> _Request_: Give every line below again, exactly.

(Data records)
Start

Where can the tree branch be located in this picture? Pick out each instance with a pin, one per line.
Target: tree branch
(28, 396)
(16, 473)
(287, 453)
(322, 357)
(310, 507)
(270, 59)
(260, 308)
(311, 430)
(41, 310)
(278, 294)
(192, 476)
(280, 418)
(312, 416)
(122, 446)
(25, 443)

End

> _Solution to this problem_:
Where can the tree branch be located in this picture? Pick out each instance with a pin, one per line.
Target: tree branch
(28, 396)
(16, 473)
(287, 453)
(322, 357)
(310, 507)
(270, 59)
(260, 308)
(311, 430)
(41, 310)
(278, 294)
(192, 476)
(280, 418)
(312, 416)
(122, 446)
(25, 443)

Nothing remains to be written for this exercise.